The task:
Go over the data and copy out each line with "knot" in it.
Extracted records Start Marker
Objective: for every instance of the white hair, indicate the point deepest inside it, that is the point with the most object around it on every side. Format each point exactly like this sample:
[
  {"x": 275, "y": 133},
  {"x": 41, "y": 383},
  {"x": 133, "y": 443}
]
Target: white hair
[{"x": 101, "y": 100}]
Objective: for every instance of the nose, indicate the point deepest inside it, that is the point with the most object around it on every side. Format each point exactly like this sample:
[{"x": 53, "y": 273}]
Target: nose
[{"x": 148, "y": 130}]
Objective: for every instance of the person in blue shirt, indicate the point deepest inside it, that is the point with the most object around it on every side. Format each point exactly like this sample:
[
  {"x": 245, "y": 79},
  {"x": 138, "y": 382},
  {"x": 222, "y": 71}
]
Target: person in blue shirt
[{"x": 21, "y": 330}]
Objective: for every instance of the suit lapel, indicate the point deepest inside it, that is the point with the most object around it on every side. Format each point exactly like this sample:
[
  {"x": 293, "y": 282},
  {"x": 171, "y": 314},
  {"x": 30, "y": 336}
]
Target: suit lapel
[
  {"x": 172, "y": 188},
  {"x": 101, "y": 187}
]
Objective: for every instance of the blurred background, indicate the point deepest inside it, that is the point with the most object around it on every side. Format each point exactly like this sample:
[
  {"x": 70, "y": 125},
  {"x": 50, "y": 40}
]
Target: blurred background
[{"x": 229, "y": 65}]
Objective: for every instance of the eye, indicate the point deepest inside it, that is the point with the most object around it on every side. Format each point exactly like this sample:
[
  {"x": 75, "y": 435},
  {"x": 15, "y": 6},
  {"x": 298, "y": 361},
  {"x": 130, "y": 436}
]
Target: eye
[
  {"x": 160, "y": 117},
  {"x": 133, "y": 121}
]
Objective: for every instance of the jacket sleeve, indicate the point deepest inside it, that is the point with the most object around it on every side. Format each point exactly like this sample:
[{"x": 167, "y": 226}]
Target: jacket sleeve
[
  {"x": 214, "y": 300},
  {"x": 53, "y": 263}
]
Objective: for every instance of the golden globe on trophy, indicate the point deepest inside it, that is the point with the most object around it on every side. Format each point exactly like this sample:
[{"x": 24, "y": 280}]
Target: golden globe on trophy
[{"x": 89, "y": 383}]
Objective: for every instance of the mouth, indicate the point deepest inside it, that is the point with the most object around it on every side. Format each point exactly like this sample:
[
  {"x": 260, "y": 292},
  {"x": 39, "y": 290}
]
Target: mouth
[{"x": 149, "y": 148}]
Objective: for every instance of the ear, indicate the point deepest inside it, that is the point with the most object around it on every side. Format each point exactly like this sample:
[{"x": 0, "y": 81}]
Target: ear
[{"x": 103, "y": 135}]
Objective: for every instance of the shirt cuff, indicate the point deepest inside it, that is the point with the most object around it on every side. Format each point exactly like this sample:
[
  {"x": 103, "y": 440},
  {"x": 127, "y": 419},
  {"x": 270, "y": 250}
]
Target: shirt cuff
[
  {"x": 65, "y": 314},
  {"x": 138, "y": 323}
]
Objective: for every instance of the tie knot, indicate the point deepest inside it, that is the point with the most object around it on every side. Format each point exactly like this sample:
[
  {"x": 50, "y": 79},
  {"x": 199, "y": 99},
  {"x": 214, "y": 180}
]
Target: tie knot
Extracted records End Marker
Exercise output:
Objective: for every instance of the tie knot, indicate the point deepest inside it, that is the point with the most object around it on every side. Format each point exactly like this sample:
Target: tie knot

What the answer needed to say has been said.